━━━ TEKS BACAAN ━━━

Senin 23 Jan 2012 06:55 WIB

Mengenal Sejarah Hukum Pidana Islam

Timbangan Keadilan
Foto: blogspot
Timbangan Keadilan

REPUBLIKA.CO.ID,  Oleh Nidia Zuraya

Sebagai agama yang sempurna, ajaran Islam mengatur secara jelas berbagai aspek kehidupan manusia. Penegakan hukum dan keadilan merupakan bagian kehidupan yang juga diatur dan mendapat perhatian dalam ajaran Islam. Termasuk di antaranya masalah hukum pidana yang diatur melalui Al-Ahkam al-Jinayah (hukum pidana Islam).

Hukum pidana Islam tumbuh lebih cepat dibanding hukum pidana konvensional. Menurut Abdul Qadir Audah dalam At-Tasyri al-Jinai al-Islamy Muqaran bil bil Qanunil Wad’iy, hukum pidana konvensional tak ubahnya seperti bayi yang baru lahir, tumbuh dari kecil dan lemah lalu tumbuh besar dan bertambah kuat sedikit demi sedikit.

‘’Sedangkan hukum pidana Islam tidak dilahirkan laksana anak kecil yang kemudian tumbuh dan berkembang, tetapi dilahirkan langsung laksana pemuda, yang diturunkan langsung dari Allah SWT kepada Rasulullah SAW secara sempurna dan komprehensif,’’ ujar Audah.

Mustafa Zarqa, seperti dikutip dalam Ensiklopedi Islam, membagi pertumbuhan dan perkembangan hukum Islam ke dalam tujuh periode. Pertama, periode risalah, yakni selama hidup Rasulullah SAW. Kedua, periode al-Khulafa ar-Rasyidun (empat khalifah utama) sampai pertengahan abad pertama Hijriyah. Ketiga,  dari pertengahan abad pertama Hijriyah sampai permulaan abad kedua Hijiriyah.

Keempat, dari awal abad kedua Hijriyah sampai pertengahan abad keempat Hijiriyah. Kelima, dari pertengahan abad keempat Hijriyah sampai jatuhnya Baghdad pada pertengahan abad ketujuh Hijriyah. Kenam, dari pertengahanan abad ketujuh Hijriyah sampai munculnya Majallah al-Ahkam al-Adliyah (Kodifikasi Hukum Perdata Islam) di zaman Turki Usmani. Ketujuh, sejak munculnya kodifikasi hingga era modern.

 

Menurut Audah,  hukum Islam, termasuk di dalamnya hukum pidana Islam,  diturunkan kepada Nabi Muhammad SAW dalam masa yang pendek, yakni dimulai sejak masa kerasulan Nabi Muhammad SAW dan berakhir dengan kewafatannya atau berakhir ketika Allah SWT menurunkan firman-Nya, "Pada hari ini telah Aku sempurnakan agamamu untukmu, dan telah Aku cukupkan nikmat-Ku bagimu, dan telah Aku ridai Islam sebagai agamamu.." (QS Al-Maidah [5]: 3)

━━━ BLOK DATA ━━━

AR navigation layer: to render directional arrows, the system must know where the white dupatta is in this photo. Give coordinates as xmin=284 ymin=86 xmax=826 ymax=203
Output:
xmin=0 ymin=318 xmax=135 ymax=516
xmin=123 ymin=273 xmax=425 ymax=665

━━━

## RINCIAN SOAL
Ubah bagian artikel tentang sejarah hukum pidana Islam mulai dari "REPUBLIKA.CO.ID,  Oleh Nidia" sampai dengan "sedikit demi sedikit." dengan mengganti "hukum pidana konvensional" menjadi "hukum pidana positif", lalu tuliskan bagian itu kembali.

## JAWABAN SOAL
REPUBLIKA.CO.ID,  Oleh Nidia Zuraya

Sebagai agama yang sempurna, ajaran Islam mengatur secara jelas berbagai aspek kehidupan manusia. Penegakan hukum dan keadilan merupakan bagian kehidupan yang juga diatur dan mendapat perhatian dalam ajaran Islam. Termasuk di antaranya masalah hukum pidana yang diatur melalui Al-Ahkam al-Jinayah (hukum pidana Islam).

Hukum pidana Islam tumbuh lebih cepat dibanding hukum pidana positif. Menurut Abdul Qadir Audah dalam At-Tasyri al-Jinai al-Islamy Muqaran bil bil Qanunil Wad’iy, hukum pidana positif tak ubahnya seperti bayi yang baru lahir, tumbuh dari kecil dan lemah lalu tumbuh besar dan bertambah kuat sedikit demi sedikit.